## Consigne
Recopiez à l'identique le passage de l'entretien sur le football populaire compris entre « Pourquoi avoir écrit » et « ce panorama ? », bornes incluses.

## Texte fourni
──────
« Est-il possible de réformer le foot sans abolir le capitalisme ? »
- Nicolas Kssis
- 7 janv.
- 4 min de lecture
Dernière mise à jour : 9 janv.
Animateur du média Dialectik Football, Yann Dey-Helle vient de sortir Atlas du football populaire (éditions terres de Feu). Entretien.

Pourquoi avoir écrit Atlas du football populaire ?
Yann Dey-Helle : Ce livre s’inscrit dans la continuité du travail mené depuis des années avec le média Dialectik Football. Il s’agit d’une recension d’initiatives en alternative au foot business, entendu au sens très large. Un contact a été établi avec les éditions terre de Feu, et le projet éditorial a pris forme. J’ai conscience que la définition du football populaire peut s’avérer problématique ou ambivalente. Il est possible d’y projeter des valeurs ou des logiques fort différentes. Ma définition, qui traverse le bouquin, est celle d’un football pour le peuple et par le peuple. Cela va par exemple se concrétiser à travers des clubs gérés intégralement par leurs membres. Ensuite, évidemment, les configurations fluctuent selon les cas ou les pays.
Quel constat émerge de ce panorama ?
Yann Dey-Helle : On réalise qu’il n’existe pas de façon dogmatique de concevoir le football populaire. La diversité des propositions se révèle impressionnante chez celles et ceux qui veulent en finir avec le foot business. Par-delà la plasticité des solutions et la dynamique des associations ou des organisations, il importe également de se rendre compte que le rapport de force demeure particulièrement déséquilibré. J’en suis arrivé à soumettre un questionnement : étant donné que le football busines est intrinsèquement lié à l’économie capitaliste, est-il possible de reformer le foot sans abolir le capitalisme ? Il me paraît profondément erroné d’envisager le ballon rond comme une sphère à part. Ce dernier est inévitablement relié à des considérations politiques, ou sociales, déterminantes. Il faut transformer le terrain de jeux en terrains de luttes.
Quel est pour vous le club archétype du foot populaire dans l’Hexagone ?
Yann Dey-Helle : En France, sans comparer avec l'envergure de structures comme le Football club united de Manchester (Angleterre), on peut mettre en avant le travail réalisé par le Ménilmontant football club 1871, association parisienne dont l'équipe masculine joue au niveau départemental. Avec l'ambition d'un fonctionnement autogestionnaire et un accent mis sur les valeurs de solidarité et d'antifascisme, c'est le club qui incarne le mieux le foot populaire sur les terrains de la Fédération française de football.
Si le livre recense principalement des initiatives européennes, il est également question de l’Amérique du Sud. Quelles sont les spécificités de cette partie du continent américain ?
Yann Dey-Helle : Disons qu'en Amérique du Sud, hormis le caractère de classe affirmé par une partie des barras bravas [groupe de supporters], l'expression d'un football populaire a tendance à passer par la mise en place d'écoles de foot dans les zones paupérisées. Ce n'est pas le seul aspect. On retrouve aussi plusieurs projets féministes. Ces collectifs construits autour de la pratique du football s'inscrivent directement dans une démarche d'autodéfense populaire.
──────
## Données fournies
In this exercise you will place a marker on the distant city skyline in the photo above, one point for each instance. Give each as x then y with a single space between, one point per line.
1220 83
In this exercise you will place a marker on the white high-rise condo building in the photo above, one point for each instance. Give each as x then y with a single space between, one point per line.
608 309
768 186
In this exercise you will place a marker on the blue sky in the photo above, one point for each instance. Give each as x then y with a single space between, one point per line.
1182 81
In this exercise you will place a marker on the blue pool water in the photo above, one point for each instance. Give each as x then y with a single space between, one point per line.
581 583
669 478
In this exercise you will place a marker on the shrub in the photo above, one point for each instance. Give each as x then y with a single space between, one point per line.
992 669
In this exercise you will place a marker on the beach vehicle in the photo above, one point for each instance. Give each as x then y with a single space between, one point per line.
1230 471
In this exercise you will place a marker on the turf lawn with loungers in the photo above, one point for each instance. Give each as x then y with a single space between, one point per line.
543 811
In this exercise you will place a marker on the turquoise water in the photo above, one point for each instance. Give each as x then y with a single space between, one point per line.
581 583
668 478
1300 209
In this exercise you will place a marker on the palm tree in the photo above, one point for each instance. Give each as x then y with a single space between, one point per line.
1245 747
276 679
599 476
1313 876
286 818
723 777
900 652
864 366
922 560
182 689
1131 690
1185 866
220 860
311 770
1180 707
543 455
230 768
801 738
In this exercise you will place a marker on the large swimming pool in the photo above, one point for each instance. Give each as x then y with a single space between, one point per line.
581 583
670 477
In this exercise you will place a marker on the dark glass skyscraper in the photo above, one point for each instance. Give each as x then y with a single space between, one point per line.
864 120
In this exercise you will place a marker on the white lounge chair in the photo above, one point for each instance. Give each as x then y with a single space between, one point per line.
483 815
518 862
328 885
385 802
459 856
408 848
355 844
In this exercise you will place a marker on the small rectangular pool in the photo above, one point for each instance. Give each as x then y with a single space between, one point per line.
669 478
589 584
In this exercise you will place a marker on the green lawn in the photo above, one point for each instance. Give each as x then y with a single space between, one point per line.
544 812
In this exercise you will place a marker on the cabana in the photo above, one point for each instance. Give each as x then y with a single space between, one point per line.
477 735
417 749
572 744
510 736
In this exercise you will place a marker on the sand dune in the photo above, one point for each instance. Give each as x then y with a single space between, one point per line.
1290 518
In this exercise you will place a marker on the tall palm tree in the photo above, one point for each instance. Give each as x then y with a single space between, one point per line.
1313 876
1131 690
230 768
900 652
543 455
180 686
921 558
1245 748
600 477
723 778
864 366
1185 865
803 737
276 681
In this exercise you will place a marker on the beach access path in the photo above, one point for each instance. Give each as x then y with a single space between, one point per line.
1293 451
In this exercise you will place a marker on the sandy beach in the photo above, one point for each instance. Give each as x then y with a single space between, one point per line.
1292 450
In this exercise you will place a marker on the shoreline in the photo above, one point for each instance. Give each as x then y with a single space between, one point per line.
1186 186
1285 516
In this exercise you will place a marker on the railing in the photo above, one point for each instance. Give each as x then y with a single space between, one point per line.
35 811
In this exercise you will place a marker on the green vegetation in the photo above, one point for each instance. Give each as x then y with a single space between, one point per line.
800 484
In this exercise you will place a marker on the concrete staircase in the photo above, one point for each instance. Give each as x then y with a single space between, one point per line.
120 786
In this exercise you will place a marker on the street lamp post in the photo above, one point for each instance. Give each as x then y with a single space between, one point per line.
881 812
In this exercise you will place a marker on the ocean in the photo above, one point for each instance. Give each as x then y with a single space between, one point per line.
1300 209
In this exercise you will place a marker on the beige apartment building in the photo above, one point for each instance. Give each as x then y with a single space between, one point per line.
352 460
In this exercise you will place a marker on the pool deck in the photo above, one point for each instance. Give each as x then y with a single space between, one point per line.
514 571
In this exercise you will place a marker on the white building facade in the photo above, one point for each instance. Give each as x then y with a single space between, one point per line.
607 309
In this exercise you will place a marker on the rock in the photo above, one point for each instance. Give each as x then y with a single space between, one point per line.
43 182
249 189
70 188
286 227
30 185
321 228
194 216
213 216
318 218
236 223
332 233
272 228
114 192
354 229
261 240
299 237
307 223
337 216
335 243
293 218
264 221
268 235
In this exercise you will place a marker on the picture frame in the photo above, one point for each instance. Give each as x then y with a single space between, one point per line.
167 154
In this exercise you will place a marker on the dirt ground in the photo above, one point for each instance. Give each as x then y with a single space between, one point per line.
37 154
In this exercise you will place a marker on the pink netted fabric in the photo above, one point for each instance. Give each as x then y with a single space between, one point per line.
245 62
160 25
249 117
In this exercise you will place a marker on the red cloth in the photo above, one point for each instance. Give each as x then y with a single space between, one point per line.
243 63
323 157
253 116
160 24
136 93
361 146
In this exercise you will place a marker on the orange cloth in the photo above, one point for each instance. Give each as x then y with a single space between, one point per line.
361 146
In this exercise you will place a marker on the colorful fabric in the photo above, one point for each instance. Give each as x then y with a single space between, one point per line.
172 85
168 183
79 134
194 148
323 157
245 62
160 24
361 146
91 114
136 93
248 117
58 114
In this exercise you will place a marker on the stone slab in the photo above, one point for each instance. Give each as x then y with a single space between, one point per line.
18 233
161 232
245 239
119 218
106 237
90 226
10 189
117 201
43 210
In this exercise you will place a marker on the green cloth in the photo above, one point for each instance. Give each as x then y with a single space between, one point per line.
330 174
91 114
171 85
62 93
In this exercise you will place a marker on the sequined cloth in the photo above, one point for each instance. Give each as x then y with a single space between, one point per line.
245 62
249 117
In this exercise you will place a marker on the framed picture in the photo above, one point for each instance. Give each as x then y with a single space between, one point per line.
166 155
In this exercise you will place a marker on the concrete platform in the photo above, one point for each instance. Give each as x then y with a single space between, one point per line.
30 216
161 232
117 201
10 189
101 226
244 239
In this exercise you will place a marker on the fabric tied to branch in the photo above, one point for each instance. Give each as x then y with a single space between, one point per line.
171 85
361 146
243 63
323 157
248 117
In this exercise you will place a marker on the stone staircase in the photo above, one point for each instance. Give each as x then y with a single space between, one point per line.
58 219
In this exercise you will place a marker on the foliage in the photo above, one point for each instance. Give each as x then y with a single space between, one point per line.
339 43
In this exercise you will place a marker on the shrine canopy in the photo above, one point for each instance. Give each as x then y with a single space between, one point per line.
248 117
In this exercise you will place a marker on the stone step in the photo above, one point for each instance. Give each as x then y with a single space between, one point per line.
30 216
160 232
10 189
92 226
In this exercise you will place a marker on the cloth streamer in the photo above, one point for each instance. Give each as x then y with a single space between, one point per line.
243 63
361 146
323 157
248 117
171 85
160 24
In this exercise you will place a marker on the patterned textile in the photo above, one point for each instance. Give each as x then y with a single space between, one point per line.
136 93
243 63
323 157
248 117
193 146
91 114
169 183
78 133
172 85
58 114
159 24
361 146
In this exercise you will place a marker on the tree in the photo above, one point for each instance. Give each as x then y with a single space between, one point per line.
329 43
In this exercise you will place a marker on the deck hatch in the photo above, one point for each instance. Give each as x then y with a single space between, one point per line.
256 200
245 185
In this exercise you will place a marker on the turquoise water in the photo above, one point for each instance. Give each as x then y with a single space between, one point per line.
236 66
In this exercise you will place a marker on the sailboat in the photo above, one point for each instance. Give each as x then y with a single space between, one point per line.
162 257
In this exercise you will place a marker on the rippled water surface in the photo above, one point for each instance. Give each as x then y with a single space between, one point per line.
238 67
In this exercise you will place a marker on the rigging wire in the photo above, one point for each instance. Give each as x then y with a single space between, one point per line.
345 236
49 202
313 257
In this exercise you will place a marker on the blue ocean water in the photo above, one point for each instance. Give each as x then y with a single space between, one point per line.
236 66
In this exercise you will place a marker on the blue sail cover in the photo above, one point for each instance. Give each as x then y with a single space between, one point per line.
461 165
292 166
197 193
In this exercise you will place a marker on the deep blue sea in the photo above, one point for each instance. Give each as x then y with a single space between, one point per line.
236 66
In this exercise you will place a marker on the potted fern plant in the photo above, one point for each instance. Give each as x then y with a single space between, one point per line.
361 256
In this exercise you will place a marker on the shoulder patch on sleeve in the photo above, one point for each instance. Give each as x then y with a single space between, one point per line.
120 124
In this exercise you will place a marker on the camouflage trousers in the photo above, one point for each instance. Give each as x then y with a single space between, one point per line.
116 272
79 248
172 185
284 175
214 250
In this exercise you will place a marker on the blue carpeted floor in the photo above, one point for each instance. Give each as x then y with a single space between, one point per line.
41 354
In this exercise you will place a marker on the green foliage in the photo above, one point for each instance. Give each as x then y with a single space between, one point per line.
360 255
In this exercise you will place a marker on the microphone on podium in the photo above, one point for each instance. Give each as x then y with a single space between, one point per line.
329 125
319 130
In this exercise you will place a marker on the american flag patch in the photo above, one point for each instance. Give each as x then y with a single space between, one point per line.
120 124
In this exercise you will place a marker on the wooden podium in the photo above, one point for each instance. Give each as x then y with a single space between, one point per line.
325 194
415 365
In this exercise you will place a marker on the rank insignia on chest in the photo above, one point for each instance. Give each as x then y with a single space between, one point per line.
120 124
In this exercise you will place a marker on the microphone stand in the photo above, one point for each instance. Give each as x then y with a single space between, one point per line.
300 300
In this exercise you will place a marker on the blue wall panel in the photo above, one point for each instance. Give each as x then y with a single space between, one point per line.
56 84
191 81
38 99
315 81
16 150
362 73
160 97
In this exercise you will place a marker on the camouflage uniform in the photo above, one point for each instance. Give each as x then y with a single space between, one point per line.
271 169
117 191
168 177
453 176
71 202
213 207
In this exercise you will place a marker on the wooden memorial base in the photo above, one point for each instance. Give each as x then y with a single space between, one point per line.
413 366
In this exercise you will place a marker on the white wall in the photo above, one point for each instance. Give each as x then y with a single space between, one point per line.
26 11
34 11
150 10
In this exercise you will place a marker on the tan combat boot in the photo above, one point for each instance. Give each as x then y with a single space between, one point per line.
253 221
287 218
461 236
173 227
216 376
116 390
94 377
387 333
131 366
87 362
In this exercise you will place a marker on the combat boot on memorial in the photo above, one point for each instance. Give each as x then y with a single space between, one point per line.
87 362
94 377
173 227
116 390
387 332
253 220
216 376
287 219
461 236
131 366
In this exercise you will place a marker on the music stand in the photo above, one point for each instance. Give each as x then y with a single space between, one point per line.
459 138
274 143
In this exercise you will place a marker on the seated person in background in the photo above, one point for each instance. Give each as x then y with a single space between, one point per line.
──────
## Réponse attendue
Pourquoi avoir écrit Atlas du football populaire ?
Yann Dey-Helle : Ce livre s’inscrit dans la continuité du travail mené depuis des années avec le média Dialectik Football. Il s’agit d’une recension d’initiatives en alternative au foot business, entendu au sens très large. Un contact a été établi avec les éditions terre de Feu, et le projet éditorial a pris forme. J’ai conscience que la définition du football populaire peut s’avérer problématique ou ambivalente. Il est possible d’y projeter des valeurs ou des logiques fort différentes. Ma définition, qui traverse le bouquin, est celle d’un football pour le peuple et par le peuple. Cela va par exemple se concrétiser à travers des clubs gérés intégralement par leurs membres. Ensuite, évidemment, les configurations fluctuent selon les cas ou les pays.
Quel constat émerge de ce panorama ?